### Your instructions
Produce all the records again exactly as they stand.

### Provided data
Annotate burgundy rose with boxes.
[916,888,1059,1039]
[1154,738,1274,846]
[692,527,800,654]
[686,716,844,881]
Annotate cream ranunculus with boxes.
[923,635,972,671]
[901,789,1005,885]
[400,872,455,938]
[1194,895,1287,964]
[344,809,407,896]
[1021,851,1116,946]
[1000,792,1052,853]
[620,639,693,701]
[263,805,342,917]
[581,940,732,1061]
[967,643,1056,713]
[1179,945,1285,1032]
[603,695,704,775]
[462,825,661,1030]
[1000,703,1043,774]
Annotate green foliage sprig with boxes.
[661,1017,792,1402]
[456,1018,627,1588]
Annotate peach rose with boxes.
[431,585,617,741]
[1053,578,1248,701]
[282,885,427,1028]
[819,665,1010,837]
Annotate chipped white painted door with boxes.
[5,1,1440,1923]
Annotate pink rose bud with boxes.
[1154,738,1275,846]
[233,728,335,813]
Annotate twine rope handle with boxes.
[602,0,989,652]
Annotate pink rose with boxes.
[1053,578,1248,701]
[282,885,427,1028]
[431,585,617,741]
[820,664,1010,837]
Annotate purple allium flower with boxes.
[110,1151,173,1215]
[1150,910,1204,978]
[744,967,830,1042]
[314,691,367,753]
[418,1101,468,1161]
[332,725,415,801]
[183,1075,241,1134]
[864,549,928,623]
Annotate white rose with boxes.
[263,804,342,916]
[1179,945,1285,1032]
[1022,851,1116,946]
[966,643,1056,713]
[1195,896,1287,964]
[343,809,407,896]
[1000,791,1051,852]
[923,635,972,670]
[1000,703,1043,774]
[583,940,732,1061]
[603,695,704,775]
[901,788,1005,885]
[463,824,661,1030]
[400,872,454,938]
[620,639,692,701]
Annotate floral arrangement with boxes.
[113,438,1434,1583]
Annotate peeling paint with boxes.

### Your response
Annotate burgundy rose with boxes.
[916,888,1059,1039]
[1154,738,1274,846]
[692,527,800,654]
[686,716,844,881]
Annotate cream ranunculus with boxes.
[923,635,972,671]
[901,789,1005,885]
[400,872,455,938]
[1194,895,1287,964]
[344,809,407,896]
[1021,851,1116,946]
[1000,792,1052,853]
[620,639,693,701]
[263,805,342,917]
[581,940,732,1061]
[967,643,1056,713]
[1179,945,1285,1032]
[603,695,704,775]
[462,825,661,1030]
[1000,703,1043,774]
Annotate green foliage sprig with boxes.
[661,1017,792,1402]
[456,1018,627,1588]
Annotate peach rose with boxes.
[431,585,617,741]
[1053,578,1248,701]
[282,885,427,1028]
[819,665,1010,837]
Annotate chipped white painted door with boxes.
[5,1,1440,1923]
Annotate pink rose bud with boxes.
[1154,738,1275,846]
[233,728,335,813]
Annotate twine rope handle with boxes.
[602,0,989,652]
Annotate pink rose with boxes.
[1053,578,1248,701]
[282,885,427,1028]
[431,585,617,741]
[820,664,1010,837]
Annotate purple allium flower with boxes.
[110,1151,173,1215]
[1150,910,1204,978]
[744,967,830,1042]
[314,691,367,753]
[418,1101,468,1161]
[332,725,415,801]
[183,1075,241,1134]
[864,549,928,623]
Annotate white rose with boxes.
[263,804,342,916]
[1179,945,1285,1032]
[1022,851,1116,946]
[966,643,1056,713]
[1195,896,1287,964]
[343,809,407,896]
[1000,791,1051,852]
[923,635,972,670]
[1000,703,1043,774]
[583,940,732,1061]
[603,695,704,775]
[901,788,1005,885]
[463,824,661,1030]
[400,872,454,938]
[620,639,692,701]
Annotate floral arrangement with boxes.
[113,438,1434,1583]
Annotate peeling paint with boxes.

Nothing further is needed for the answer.